From an opinion by Judge Danny C. Reeves in Commonwealth v. Dickerson, 2019 WL 2064500 (E.D. Ky. May 9):

In 2018 and 2019, a number of public school teachers protested certain proposed legislation at the state capitol building in Frankfort, Kentucky. Ordinarily, such actions would not be a problem. However, because the subject protests occurred during the school year, their actions left many districts with last-minute decisions regarding school closures. If a sufficient number of qualified substitutes could not be obtained, districts were forced to close their doors. And this left many parents and students scrambling to make alternate arrangements. As discussed more fully below, this action was not isolated. In Jefferson County, for example, the schools were forced to close for several days and critical student testing was delayed. The parties disagree regarding whether the teachers’ actions constitute a work stoppage.

Following the forced school closures, the Kentucky Labor Cabinet issued subpoenas to ten school districts for the purpose of investigating and determining whether the absent teachers committed violated KRS 336.130 through an illegal work stoppage…. The subpoenas directed the production, inspection, and copying of all documents identifying the names of any employees who called in sick during the sick out dates. Additionally, the subpoenas required the production of copies of all affidavits from employees or letters from licensed medical professionals provided by the employees who called in sick for any of the dates of the “sick outs.” … The plaintiffs seek … a temporary injunction to prohibit Secretary Dickerson from acting on or enforcing the subpoenas….

The plaintiffs assert that Secretary Dickerson exceeded his authority in issuing the subpoenas because the teachers were not engaged in a strike or a work stoppage, the law does not enable Dickerson to penalize public-school employees, and the issued subpoenas target constitutionally protected activity. As to the first claim, however, the Court concludes that the plaintiffs have not shown that Secretary Dickerson exceeded his authority in issuing the subpoenas. [Details as to this claim and the other state law claim omitted, as are the details about the dispute on the subpoenas between the state labor department and the state Attorney General. -EV] …

KRS 336.130(1) states that “[e]mployees, collectively and individually, may strike, engage in peaceful picketing, and assembly collectively for peaceful purposes, except that no public employee, collectively or individually, may engage in a strike or a work stoppage.” (emphasis added)…. Kentucky courts have concluded that “the word strike clearly includes a work stoppage and a job action which deprives the public of the services of the employees in question.” …

[I]t would appear from the information contained in the parties’ pleadings that teachers collectively decided to call in “sick,” leading to school closures on several occasions. This deprived parents, students, and taxpayers of the teacher’s services. And because the “sickouts” likely constitute a strike or a work stoppage, the plaintiffs have failed to demonstrate a likelihood of success of showing that Secretary Dickerson acted outside the scope of his authority by issuing the subpoenas…. Here, the teachers were likely participating in a strike or work stoppage in violation of KRS 336.130, and the teachers’ constitutional rights do not allow them to violate the law….

******************************

Exercise set:
**A.** In the court opinion excerpt, how many school districts received subpoenas from the Kentucky Labor Cabinet?
**B.** Copy word for word the stretch of the court opinion excerpt from "[I]t would appear" through "violate the law….".
Rely only on the court opinion excerpt when answering.

******************************

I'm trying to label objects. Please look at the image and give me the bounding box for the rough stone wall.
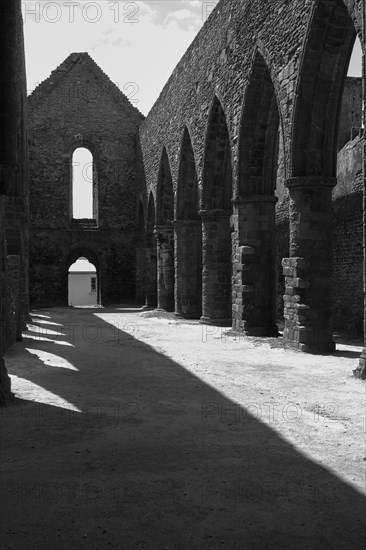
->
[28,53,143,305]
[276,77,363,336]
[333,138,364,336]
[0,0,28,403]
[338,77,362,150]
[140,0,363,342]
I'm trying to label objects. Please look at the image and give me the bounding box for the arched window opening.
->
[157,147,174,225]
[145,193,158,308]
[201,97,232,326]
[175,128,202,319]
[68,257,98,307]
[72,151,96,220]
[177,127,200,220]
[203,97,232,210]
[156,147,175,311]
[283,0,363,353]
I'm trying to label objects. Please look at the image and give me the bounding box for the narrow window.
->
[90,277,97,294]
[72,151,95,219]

******************************

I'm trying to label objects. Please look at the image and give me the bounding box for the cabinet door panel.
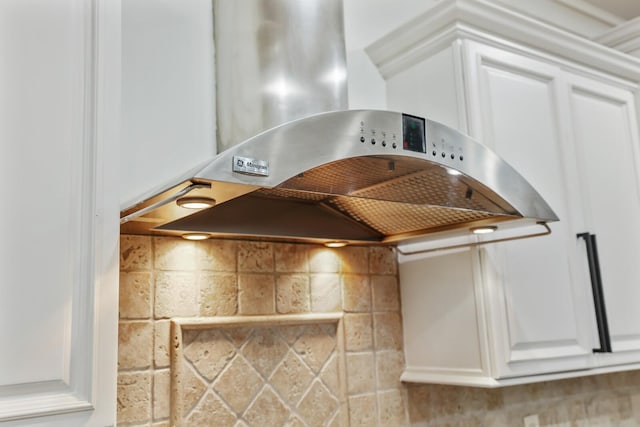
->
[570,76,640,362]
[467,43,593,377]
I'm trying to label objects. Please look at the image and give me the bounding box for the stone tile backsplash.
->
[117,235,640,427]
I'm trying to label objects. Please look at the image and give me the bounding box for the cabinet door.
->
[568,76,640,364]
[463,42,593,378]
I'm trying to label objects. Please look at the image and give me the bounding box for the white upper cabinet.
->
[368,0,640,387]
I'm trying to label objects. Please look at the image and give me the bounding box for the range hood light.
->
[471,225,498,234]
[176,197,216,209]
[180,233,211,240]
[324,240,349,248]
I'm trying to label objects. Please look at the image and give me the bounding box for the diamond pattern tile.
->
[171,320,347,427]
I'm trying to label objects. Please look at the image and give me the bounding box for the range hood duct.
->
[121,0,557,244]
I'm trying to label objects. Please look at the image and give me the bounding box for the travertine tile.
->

******************************

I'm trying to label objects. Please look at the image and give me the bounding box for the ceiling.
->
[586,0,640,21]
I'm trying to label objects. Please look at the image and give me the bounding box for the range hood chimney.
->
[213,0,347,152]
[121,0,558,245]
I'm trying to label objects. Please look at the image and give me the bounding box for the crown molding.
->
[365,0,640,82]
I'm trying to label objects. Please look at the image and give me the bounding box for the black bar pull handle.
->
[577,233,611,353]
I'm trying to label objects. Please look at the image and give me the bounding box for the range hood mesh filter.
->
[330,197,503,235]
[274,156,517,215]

******************************

Solved tasks:
**A.** Ten

**B.**
[I]t would appear from the information contained in the parties’ pleadings that teachers collectively decided to call in “sick,” leading to school closures on several occasions. This deprived parents, students, and taxpayers of the teacher’s services. And because the “sickouts” likely constitute a strike or a work stoppage, the plaintiffs have failed to demonstrate a likelihood of success of showing that Secretary Dickerson acted outside the scope of his authority by issuing the subpoenas…. Here, the teachers were likely participating in a strike or work stoppage in violation of KRS 336.130, and the teachers’ constitutional rights do not allow them to violate the law….